Reading passage:
Our guest blogger today is Phil Bernstein. After eleven years in professional baseball, working in marketing for the Portland Beavers and the New York Mets, Phil has spent the past 13 years in radio, designing campaigns to help Portland and Vancouver businesses tell their stories, find more customers, and make more sales. Currently, he works for Jim Doyle and Associates where Phil has a full spectrum perspective about Advertising on TV as well as Radio.
"The most expensive ads you can buy are the cheap ones that don't work." - Phil
A few weeks ago I met with three different business owners who were relatively new to broadcast advertising. All three (one was on radio, two were on television) had begun their very first advertising experience by signing up for a "rotator package."

Work to complete:
• A. Can you return the part of the broadcast advertising post that begins at the words "Our guest blogger" and stops after "well as Radio.", copied word for word?
• B. Could you carry the broadcast advertising post further, starting right after its last sentence?
The material that comes next has no connection to the broadcast advertising post.

Data section:

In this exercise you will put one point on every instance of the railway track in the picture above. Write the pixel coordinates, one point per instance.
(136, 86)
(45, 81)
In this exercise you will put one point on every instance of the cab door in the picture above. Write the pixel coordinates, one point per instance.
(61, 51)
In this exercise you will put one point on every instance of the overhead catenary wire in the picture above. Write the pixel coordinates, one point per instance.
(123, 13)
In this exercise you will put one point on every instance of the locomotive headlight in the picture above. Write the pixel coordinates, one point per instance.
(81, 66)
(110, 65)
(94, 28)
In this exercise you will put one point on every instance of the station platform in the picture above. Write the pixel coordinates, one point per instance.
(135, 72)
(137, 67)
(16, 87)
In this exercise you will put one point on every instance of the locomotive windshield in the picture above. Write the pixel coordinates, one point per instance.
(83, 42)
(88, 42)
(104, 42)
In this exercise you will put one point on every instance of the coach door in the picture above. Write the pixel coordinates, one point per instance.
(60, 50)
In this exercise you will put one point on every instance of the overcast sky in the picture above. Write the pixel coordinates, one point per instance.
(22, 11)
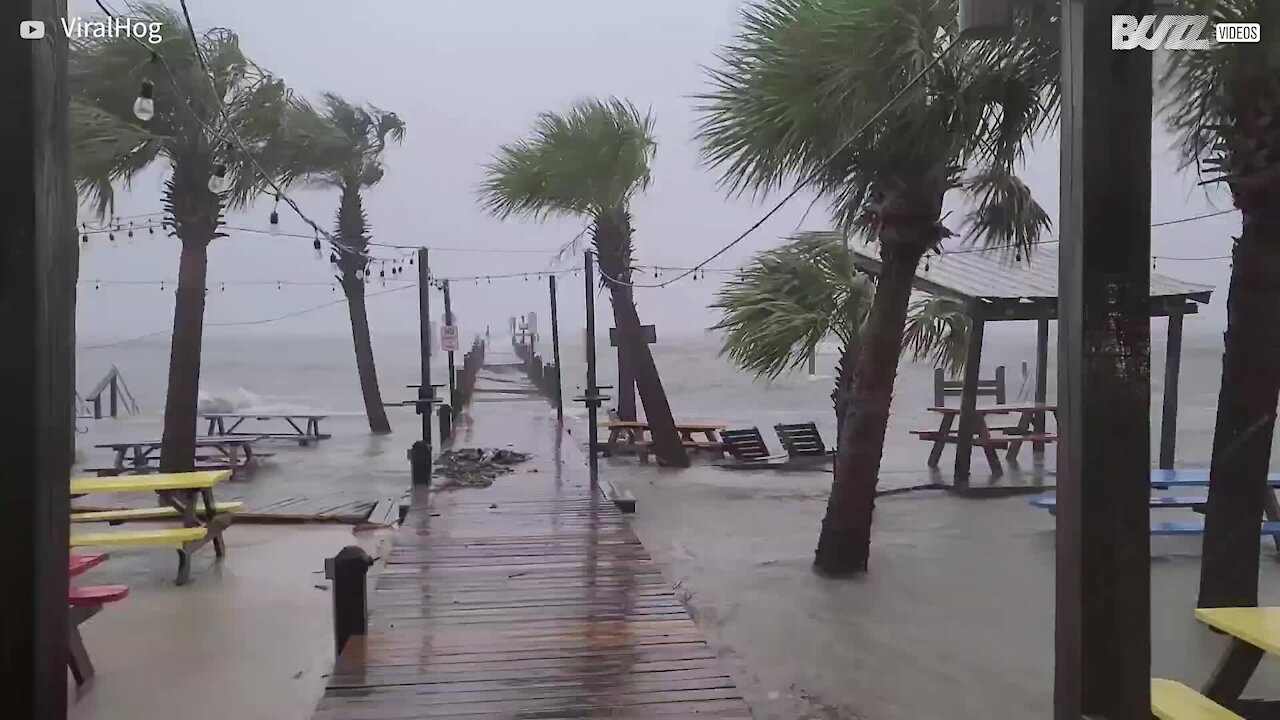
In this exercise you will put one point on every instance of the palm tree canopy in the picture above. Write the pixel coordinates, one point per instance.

Task responses:
• A.
Our guest blogger today is Phil Bernstein. After eleven years in professional baseball, working in marketing for the Portland Beavers and the New York Mets, Phil has spent the past 13 years in radio, designing campaigns to help Portland and Vancouver businesses tell their stories, find more customers, and make more sales. Currently, he works for Jim Doyle and Associates where Phil has a full spectrum perspective about Advertising on TV as well as Radio.

• B.
Rotators are also known as "Run of Schedule," or ROS. They are commercials that are not guaranteed to run at any particular time -- they could air just about any time the station is on, from 5 in the morning until 12 midnight, seven days a week. In return for giving the station maximum flexibility to schedule the ads, the advertiser gets a significant discount on the price of each commercial.
"Your goal is to drive the nail through the board and then clench it on the other side. Messages that are clenched are remembered for a lifetime. Tap, tap goes the hammer. But during the night the claw pulls the nail back out of its little hole! The following day you find nothing more than a faint indentation in the board. The nail is no longer in it. Your message is forgotten.
Using the hole you started the previous day, you position the nail again. Tap, tap goes the hammer. But again falls the veil of darkness, eyes close, and the claw does its work once more. Day after day, this scene is repeated; but ever so slowly, the hole gets deeper." -Roy Williams
Rotators seem like a terrific way to put your toe in the water and try a medium out -- use the whole station, get a huge reach, and save money on the rate. But none of the three business owners was happy with the results they were getting.
Why not?
It goes back to Roy Williams and the hardwood. Let's say that at the same dollar amount, you have two options:
- You could buy ten commercials in the 5:00 p.m. news.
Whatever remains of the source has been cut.